▶ _What is needed_:
Would you print the records as they stand, down to the last character?

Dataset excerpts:

== == ==

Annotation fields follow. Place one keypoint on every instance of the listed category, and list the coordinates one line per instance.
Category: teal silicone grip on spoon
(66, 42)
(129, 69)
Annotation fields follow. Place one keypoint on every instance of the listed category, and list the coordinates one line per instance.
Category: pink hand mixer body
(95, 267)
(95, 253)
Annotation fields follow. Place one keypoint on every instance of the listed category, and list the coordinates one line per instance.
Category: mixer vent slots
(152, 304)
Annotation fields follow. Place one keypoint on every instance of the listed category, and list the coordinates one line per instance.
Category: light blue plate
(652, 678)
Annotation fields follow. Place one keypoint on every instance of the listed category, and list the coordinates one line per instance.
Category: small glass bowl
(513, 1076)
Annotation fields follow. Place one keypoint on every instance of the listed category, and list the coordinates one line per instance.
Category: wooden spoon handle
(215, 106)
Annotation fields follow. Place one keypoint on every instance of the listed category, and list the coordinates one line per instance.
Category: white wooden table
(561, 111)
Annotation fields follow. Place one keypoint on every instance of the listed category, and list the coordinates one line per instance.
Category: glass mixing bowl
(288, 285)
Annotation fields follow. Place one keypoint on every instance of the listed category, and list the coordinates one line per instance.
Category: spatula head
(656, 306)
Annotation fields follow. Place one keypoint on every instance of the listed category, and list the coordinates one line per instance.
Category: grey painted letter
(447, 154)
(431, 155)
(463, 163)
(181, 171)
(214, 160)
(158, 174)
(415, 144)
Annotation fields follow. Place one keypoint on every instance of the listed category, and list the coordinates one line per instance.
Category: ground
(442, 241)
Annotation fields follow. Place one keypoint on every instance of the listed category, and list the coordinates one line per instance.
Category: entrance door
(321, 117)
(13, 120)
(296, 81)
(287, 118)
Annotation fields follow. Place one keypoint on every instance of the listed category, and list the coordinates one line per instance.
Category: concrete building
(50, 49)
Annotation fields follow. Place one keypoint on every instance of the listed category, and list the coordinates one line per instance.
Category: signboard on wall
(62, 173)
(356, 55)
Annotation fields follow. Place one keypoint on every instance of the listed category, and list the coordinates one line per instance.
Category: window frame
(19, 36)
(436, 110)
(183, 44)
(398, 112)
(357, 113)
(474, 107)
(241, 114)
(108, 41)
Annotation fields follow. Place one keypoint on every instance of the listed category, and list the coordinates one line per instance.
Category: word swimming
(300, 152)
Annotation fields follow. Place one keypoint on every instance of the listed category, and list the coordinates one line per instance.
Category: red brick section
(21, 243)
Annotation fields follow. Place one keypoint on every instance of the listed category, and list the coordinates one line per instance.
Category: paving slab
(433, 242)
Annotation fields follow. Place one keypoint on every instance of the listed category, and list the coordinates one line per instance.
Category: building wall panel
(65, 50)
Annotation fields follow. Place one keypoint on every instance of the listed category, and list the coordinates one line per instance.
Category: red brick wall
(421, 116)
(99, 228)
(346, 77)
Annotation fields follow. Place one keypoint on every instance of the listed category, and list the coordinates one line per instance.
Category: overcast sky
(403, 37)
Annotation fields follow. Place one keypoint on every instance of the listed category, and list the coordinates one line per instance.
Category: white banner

== == ==

▶ _Response_:
Annotation fields follow. Place one keypoint on every instance of the listed category, and list the coordinates one line per instance.
Category: teal silicone grip on spoon
(66, 42)
(129, 69)
Annotation fields follow. Place one keypoint on every instance of the listed category, and list the coordinates one line per instance.
Category: pink hand mixer body
(95, 267)
(95, 253)
Annotation fields follow. Place one keypoint on every instance of the listed category, and list the coordinates one line per instance.
Category: mixer vent slots
(152, 304)
Annotation fields follow. Place one keypoint on every instance of the listed category, and list the coordinates one line per instance.
Category: light blue plate
(652, 678)
Annotation fields follow. Place one keypoint on every instance of the listed category, and list the coordinates one line per instance.
Category: small glass bowl
(513, 1076)
Annotation fields follow. Place one keypoint on every instance of the listed category, and list the coordinates one line per instance.
Category: wooden spoon handle
(215, 106)
Annotation fields follow. Place one keypoint on every instance of the listed category, and list the coordinates one line per instance.
Category: white wooden table
(561, 111)
Annotation fields follow. Place one keypoint on every instance of the listed category, and list the coordinates one line per instance.
Category: glass mixing bowl
(288, 285)
Annotation fields follow. Place one keypoint on every instance of the listed category, and list the coordinates one line per instance.
Category: spatula head
(656, 306)
Annotation fields follow. Place one keypoint on every instance of the listed category, and list the coordinates one line per instance.
Category: grey painted letter
(447, 154)
(431, 155)
(463, 163)
(181, 171)
(214, 160)
(158, 174)
(415, 144)
Annotation fields follow. Place one keypoint on every instance of the listed category, and list the coordinates one line per instance.
Category: ground
(442, 241)
Annotation fields follow. Place one keypoint on every instance of the listed category, and list the coordinates one line per instance.
Category: entrance door
(321, 117)
(13, 120)
(296, 81)
(287, 118)
Annotation fields follow. Place one keypoint on every instance of the listed category, and list the coordinates one line per instance.
Category: concrete building
(50, 49)
Annotation fields follow. Place one keypoint on every instance of the listed category, and list the coordinates one line per instance.
Category: signboard on wall
(62, 173)
(356, 55)
Annotation fields follow. Place one keypoint on every instance of the listed category, and list the coordinates one line per instance.
Category: window frame
(19, 36)
(436, 110)
(183, 44)
(398, 112)
(357, 113)
(474, 107)
(241, 114)
(108, 41)
Annotation fields follow. Place one keypoint on every instance of the listed category, and list the coordinates one line per instance.
Category: word swimming
(300, 152)
Annotation fields follow. Place one keypoint on every instance of the listed category, and list the coordinates one line per instance.
Category: red brick section
(21, 243)
Annotation fields follow. Place one keypoint on every instance of the listed category, and list the coordinates one line per instance.
Category: paving slab
(433, 242)
Annotation fields follow. Place one keypoint on every instance of the listed category, and list the coordinates one line per instance.
Category: building wall panel
(65, 50)
Annotation fields follow. Place one keypoint on every instance of the listed category, and list the coordinates one line per instance.
Category: red brick wall
(421, 116)
(99, 228)
(346, 77)
Annotation fields follow. Place one keypoint on every instance of the listed category, and list the coordinates one line per instance.
Category: overcast sky
(403, 37)
Annotation fields follow. Place one keypoint on every instance of the listed category, and list the coordinates one line per instance.
Category: white banner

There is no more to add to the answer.